> Task instructions: Return, unaltered, every line from the beginning of the material below up to and including the one with "# test: identify the fingernail".

============

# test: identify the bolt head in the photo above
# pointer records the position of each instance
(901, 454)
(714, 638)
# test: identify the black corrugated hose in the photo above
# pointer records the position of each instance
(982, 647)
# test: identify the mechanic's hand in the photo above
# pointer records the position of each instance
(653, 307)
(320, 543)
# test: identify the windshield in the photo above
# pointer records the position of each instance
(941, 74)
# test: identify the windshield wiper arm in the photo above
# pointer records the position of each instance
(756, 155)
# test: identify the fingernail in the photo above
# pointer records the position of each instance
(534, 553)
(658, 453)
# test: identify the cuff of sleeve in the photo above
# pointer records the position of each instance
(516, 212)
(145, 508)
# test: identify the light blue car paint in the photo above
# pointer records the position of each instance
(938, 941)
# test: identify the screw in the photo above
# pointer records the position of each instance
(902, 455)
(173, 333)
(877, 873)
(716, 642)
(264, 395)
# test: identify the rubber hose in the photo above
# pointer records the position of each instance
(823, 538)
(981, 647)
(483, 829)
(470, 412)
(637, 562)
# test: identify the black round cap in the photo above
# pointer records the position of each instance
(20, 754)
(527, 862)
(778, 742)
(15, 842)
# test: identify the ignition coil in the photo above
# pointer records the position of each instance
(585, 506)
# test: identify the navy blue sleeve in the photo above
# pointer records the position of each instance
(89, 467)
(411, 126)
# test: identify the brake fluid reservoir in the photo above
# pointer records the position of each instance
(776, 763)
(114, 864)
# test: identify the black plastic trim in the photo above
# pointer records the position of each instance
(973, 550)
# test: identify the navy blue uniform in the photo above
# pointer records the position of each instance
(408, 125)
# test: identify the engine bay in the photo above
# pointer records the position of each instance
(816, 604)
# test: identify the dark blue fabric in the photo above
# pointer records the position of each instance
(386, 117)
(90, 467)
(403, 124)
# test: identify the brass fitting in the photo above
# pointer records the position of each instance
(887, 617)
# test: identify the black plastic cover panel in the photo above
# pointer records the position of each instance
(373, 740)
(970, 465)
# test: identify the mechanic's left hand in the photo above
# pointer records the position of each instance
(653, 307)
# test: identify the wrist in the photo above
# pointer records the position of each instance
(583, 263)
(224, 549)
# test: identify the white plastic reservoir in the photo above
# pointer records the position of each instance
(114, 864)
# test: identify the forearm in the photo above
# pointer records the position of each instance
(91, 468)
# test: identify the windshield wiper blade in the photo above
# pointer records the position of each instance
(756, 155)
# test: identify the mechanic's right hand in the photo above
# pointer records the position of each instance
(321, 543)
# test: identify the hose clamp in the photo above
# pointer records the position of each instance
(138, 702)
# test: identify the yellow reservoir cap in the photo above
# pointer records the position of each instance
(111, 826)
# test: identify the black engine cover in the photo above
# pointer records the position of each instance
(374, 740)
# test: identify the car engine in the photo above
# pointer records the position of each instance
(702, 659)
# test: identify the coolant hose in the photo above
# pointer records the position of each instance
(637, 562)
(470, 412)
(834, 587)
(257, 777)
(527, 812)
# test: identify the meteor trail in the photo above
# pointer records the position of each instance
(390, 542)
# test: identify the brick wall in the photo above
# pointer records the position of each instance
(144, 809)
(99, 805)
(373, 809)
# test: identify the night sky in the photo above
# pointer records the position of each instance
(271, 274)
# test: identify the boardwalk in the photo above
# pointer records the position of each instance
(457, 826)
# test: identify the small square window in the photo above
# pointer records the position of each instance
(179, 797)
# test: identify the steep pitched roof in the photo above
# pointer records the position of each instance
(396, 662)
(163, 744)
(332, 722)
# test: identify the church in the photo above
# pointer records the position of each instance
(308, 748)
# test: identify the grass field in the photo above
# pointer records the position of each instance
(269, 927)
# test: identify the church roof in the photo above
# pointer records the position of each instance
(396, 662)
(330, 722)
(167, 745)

============

> Response:
# test: identify the bolt head in the photo above
# pointer records the position of each instance
(901, 454)
(714, 638)
# test: identify the black corrugated hose in the photo above
# pointer records the position of each instance
(982, 647)
# test: identify the mechanic's hand in the photo above
# pointer records the position of each instance
(653, 307)
(320, 543)
# test: identify the windshield in the photo above
# pointer records the position of each instance
(941, 74)
# test: identify the windshield wiper arm in the photo above
# pointer records the position of each instance
(756, 155)
# test: identify the fingernail in the photo above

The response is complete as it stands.